++++ Exercise passage ++++
‘I own that and I never sold it’
A man is taking legal action after he returned to land he had purchased to find a house already being built on it.
Dr Daniel Kenigsberg bought the half-acre strip at 51 Sky Top Terrace in Connecticut in 1991.
The land, just outside of New Haven, was close to the site of his childhood home, which his dad bought in 1953 for $5,000.
Kenigsberg never lost his fondness for the town. For decades, he held on to a vacant parcel of just under a half-acre next door to his childhood home. His father had bought that land, also in 1953, directly from Eleazar Parmly Jr. — the family that settled the area in 1716.
Greenwichtime reports that despite raising his family in Long Island, after medical school in New York and a residency in Maryland, Kenigsberg never lost his fondness for the two, so held on to the land
He hoped to pass it on to a future generation of Kenigsbergs. “Certainly if one of my children wanted to live in Fairfield, Connecticut, I’d be very happy about that,” Kenigsberg told the publication.
However, that plan was scuppered when a close friend called him on May 31 to say work had begun to build a home on the vacant lot.
Recalling the conversation, he told CT Insider: “I said, ‘I own that and I never sold it’. I was shocked.”
Kenigsberg visited the site, where he saw a cleared site and a 4-bedroom house, nearly completed.
According to official records, the land was sold to 51 Sky Top Partners LLC for $350,000 in October 2022, something Kenigsberg says he knows nothing about.
He is now suing the firm involved on nine counts including trespass, statutory theft, and unfair trade practices.
The lawsuit seeks to make the sale of the land void. Kenigsberg is also seeking $2 million in damages.
He is also demanding that the company involved removes “any structures and/or materials from the Property and restore the Property to the condition that it was in prior to Defendants’ trespass upon it”.
According to a listing, the four-bedroom, 4,000-square-foot house, which was valued at $1.45m, was subject to an offer following its listing in March.
Kenigsberg said: “I’m angry that so many people were so negligent that this could have happened. “It’s more than obnoxious — it’s offensive and wrong.”
Fairfield Police lieutenant Michael Paris told Greenwichtime that a criminal probe is underway to determine who received money from the buyers.
“It’s still under investigation as of this point,” said Paris, the department spokesman.
“It’s a bank account transfer.”
The lawsuit claims that a ‘Daniel Kenigsberg’, from Johannesburg, South Africa, had forged a power-of-attorney to steal real property. The power of attorney, it’s claimed, was granted by Anthony Monelli of Trumbull, Connecticut.
Gina Leto and Greg Bugaj of 51 Sky Top Partners have now said they too were the victim of a scam, according to reports.
A statement from 51 Sky Top Partners reads: “We learned to our shock and dismay that Kenigsberg, had not, in fact, sold the property to us. “Rather, a third-party had impersonated Kenigsberg and — through the carelessness and neglect of the various real estate professionals involved in the transaction — managed to list, market, and sell the property without anyone ever catching on.”
++++ Given entries ++++
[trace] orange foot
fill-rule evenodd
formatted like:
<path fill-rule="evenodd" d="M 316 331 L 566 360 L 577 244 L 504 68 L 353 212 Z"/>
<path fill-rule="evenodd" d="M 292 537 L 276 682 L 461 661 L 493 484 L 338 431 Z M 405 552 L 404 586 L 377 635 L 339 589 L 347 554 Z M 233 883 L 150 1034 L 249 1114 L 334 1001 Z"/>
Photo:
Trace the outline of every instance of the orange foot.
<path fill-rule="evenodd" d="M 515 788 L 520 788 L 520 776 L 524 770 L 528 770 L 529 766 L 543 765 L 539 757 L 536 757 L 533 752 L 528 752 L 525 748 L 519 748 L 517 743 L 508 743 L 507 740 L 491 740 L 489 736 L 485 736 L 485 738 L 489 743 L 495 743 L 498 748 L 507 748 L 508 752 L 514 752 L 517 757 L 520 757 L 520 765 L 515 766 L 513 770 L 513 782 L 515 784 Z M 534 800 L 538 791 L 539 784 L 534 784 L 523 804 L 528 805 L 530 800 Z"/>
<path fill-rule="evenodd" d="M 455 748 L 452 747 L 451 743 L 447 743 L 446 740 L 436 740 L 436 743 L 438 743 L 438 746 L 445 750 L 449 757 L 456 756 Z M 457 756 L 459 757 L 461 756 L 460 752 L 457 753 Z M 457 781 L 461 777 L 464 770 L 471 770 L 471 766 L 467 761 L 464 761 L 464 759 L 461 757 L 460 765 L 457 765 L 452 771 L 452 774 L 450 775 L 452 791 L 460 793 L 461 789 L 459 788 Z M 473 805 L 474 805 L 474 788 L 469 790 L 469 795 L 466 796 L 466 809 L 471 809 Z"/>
++++
## Aim of the exercise
Translate this sentence from the article about the land dispute into Spanish: "The lawsuit seeks to make the sale of the land void." These records come from a different source than the text.

## Output of the exercise
La demanda busca anular la venta del terreno.